AIM OF THE EXERCISE:
From the entries that follow, copy each line in which "white" appears.

ENTRIES SUPPLIED:

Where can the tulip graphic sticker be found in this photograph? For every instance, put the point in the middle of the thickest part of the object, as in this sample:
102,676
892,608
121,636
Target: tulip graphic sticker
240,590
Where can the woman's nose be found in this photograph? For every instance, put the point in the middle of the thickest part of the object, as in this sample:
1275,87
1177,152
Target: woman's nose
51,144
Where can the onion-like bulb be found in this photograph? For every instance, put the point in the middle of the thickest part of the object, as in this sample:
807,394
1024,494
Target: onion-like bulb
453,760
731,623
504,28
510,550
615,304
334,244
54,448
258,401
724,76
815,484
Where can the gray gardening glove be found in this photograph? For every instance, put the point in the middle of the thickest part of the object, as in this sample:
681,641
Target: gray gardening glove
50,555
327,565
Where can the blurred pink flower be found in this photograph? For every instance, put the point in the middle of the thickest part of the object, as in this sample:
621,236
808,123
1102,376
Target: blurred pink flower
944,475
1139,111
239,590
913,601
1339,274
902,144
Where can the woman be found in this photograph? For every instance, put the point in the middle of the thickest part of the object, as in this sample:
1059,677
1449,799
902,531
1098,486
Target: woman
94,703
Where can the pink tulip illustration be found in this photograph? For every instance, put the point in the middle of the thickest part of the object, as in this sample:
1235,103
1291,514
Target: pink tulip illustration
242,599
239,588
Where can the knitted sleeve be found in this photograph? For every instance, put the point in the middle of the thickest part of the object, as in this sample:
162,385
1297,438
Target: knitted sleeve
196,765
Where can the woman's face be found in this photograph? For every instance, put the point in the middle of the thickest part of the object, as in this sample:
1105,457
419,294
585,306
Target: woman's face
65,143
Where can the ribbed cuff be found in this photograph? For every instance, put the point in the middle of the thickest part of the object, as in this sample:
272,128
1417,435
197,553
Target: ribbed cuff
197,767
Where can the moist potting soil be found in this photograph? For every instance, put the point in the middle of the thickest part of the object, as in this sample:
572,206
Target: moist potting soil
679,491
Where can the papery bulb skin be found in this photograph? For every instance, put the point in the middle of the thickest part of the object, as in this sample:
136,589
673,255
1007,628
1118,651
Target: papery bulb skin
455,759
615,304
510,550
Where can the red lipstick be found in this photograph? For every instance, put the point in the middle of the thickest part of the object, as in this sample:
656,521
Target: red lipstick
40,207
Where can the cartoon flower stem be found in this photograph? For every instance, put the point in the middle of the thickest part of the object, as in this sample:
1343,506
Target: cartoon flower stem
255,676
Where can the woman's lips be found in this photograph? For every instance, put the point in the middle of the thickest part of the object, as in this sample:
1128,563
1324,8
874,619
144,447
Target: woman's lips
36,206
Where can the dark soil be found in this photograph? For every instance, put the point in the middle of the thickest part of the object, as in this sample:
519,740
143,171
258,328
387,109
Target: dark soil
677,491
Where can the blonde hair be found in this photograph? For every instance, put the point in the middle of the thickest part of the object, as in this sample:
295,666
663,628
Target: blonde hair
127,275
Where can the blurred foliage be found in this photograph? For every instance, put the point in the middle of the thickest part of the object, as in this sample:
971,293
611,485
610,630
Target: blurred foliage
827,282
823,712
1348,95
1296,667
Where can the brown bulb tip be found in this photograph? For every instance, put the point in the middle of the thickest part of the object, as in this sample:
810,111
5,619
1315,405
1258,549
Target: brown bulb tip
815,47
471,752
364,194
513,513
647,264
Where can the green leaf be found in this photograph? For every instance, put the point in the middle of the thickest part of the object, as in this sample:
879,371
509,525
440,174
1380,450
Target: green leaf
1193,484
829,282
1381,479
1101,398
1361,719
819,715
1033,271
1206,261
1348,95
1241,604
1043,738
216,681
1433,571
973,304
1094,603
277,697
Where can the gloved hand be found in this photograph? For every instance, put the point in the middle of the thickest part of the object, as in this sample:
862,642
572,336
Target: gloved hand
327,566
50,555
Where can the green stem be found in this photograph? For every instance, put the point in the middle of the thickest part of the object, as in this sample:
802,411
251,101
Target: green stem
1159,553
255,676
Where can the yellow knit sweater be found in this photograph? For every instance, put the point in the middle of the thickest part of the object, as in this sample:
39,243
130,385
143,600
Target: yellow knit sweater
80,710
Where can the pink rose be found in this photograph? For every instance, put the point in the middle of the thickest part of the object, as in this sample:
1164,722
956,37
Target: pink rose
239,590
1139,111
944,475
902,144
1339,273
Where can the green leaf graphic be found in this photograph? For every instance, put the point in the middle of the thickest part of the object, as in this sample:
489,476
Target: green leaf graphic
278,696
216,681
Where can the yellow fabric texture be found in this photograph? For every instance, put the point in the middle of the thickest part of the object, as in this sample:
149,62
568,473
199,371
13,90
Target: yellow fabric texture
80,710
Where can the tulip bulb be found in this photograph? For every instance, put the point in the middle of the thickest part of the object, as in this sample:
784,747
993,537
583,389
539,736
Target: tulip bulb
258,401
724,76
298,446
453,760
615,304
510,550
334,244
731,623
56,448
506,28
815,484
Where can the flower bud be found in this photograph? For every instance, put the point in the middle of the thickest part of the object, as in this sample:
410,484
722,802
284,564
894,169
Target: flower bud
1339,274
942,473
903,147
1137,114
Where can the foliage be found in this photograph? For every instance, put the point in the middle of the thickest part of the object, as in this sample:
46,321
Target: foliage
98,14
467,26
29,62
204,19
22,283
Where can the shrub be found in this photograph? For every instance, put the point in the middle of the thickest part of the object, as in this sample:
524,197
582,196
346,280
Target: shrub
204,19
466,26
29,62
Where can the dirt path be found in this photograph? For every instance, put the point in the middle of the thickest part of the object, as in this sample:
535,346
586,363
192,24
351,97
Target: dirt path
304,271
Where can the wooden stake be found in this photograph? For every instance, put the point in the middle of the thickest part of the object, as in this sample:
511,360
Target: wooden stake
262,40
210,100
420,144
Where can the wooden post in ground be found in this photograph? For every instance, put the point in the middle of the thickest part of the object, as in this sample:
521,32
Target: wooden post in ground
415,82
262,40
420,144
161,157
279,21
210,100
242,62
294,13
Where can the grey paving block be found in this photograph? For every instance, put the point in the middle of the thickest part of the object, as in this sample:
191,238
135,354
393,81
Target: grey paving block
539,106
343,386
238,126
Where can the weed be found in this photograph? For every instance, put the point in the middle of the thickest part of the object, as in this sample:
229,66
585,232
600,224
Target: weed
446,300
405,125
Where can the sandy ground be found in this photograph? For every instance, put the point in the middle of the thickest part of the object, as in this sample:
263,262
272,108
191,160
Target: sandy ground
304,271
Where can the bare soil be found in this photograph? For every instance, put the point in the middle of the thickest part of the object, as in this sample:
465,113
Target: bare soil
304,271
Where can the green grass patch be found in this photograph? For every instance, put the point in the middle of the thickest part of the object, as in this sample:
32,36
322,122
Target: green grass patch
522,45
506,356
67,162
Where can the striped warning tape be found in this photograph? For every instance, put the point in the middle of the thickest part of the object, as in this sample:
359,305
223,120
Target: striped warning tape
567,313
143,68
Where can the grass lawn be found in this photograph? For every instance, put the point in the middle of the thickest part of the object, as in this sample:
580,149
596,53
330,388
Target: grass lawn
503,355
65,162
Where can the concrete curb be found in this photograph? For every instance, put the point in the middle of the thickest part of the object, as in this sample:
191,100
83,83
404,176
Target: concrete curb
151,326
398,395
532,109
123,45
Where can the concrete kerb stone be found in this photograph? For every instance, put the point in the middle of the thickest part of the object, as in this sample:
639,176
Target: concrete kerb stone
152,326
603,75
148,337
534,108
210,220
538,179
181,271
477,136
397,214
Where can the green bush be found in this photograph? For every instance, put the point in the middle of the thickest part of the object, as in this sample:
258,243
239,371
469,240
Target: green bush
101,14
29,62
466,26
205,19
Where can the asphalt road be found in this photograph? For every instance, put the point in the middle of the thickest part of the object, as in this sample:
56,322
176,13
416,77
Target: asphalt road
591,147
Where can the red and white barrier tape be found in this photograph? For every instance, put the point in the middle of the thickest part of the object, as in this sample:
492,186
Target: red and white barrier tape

ANSWER BOX:
Where can the red and white barrier tape be found in this photograph? For every instance, put the point in the middle of the thickest part of the object, as in this sample:
Target: red and white barrier tape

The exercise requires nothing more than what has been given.